近代能楽集@さいたま芸術劇場(6/11)

近代能楽集
ソワレ
下手センター寄り6列目の席でした。

台詞は本と全く同じです。

私は、見て感じ取り創造することは出来るのですが、
言葉で表現したものに、想像力を働かせるという作業に苦労するので、
ちゃんと理解できるのかしら?なんて思ってたんですが。
凝った言い回し、排他的な世界観、究極に論理的で楽しめました。
言葉の魔力ってやつー

 ==卒塔婆小町==
 夜の公園で、99歳の乞食の老婆(壌晴彦)に話し掛けた詩人(高橋洋)。
 老婆の鹿鳴館時代の話を聞くうちに、詩人は醜い老婆を美しいと思い始める。
 老婆は「あたしを美しいと言った男はみんな死んでしまうからおよしなさい!」と必死に止めるが、
 詩人はその言葉を発し、悦びを噛み締めながら死んでゆく。—-

延々とボトッボトッと椿が落ちる…
「美しいまま落ちる」という椿の特徴とシンクさせてるようです。

[データ収集の記録]
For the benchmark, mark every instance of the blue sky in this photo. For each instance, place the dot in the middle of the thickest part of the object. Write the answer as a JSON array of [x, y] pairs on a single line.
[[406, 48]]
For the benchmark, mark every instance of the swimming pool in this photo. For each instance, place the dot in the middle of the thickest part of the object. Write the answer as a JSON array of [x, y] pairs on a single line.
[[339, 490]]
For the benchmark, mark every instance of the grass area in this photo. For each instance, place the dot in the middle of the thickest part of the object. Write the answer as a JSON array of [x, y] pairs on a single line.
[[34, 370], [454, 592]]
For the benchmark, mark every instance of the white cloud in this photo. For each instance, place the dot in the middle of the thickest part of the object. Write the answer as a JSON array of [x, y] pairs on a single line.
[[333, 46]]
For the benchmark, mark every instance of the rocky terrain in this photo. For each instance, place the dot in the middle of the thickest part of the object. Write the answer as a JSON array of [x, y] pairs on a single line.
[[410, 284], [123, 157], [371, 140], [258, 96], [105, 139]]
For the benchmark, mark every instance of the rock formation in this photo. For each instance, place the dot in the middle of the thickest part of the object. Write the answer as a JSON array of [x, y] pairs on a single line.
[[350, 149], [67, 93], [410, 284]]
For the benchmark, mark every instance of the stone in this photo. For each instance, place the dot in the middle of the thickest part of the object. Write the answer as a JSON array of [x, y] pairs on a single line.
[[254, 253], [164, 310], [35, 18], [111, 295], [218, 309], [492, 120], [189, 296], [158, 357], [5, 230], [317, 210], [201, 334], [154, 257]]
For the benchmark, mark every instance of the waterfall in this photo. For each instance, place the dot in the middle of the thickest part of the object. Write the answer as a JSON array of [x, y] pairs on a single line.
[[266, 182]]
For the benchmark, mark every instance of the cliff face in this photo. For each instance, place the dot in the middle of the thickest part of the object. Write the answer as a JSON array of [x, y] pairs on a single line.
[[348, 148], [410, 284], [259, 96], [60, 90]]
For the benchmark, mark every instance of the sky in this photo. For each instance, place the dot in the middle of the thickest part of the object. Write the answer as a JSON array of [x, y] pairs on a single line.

取り組む課題:
**A)** 近代能楽集の観劇記の「近代能楽集@さいたま芸術劇場(6/11)」から「凝った言い回し、排他的な世界観、究極に論理的で楽しめました。」までの部分を、「台詞」を「セリフ」に更新したうえでもう一度示してもらえますか?
**B)** 近代能楽集の観劇記を、最後の文の後から続けて書いてもらえますか?

課題ごとの出力:
**A)**
近代能楽集@さいたま芸術劇場(6/11)

近代能楽集
ソワレ
下手センター寄り6列目の席でした。

セリフは本と全く同じです。

私は、見て感じ取り創造することは出来るのですが、
言葉で表現したものに、想像力を働かせるという作業に苦労するので、
ちゃんと理解できるのかしら?なんて思ってたんですが。
凝った言い回し、排他的な世界観、究極に論理的で楽しめました。

**B)**
(椿は実った花は枯れずに、根元から落っこちる)
醜い老婆と詩人がワルツで踊る姿は麗しき淑女にしか見えなかったです。
きらきらしてる壌さんがステキでした。

最高の幸せの頂点で死ねるなんて、ハッピーな話かもしれない。
頂点からは落ちるしかないし、死ねば無くす怖さは味合わなくていいから。

 ==弱法師==
 盲目の二十歳の青年、俊徳(藤原竜也)が生みの親と育ての親との間で親権を話し合う場面。
 5歳時に空襲で目を焼かれた俊徳は屈折した人間に成長した。
 家裁の調停室から差し込む真赤な夕日の色を
 「この世の終わりの景色」と重ね、本人の口から語ってゆく。—-

現実に戻った俊徳の最後の台詞、
「ねえ桜間さん、どうしてだか僕って、誰からも愛されるんだよ」
その瞬間、調停室のセットが落とされ、打ちっぱなしの壁が全面に現れました。
盲目の俊徳はその部屋に一人残されている事に気付かず言っています。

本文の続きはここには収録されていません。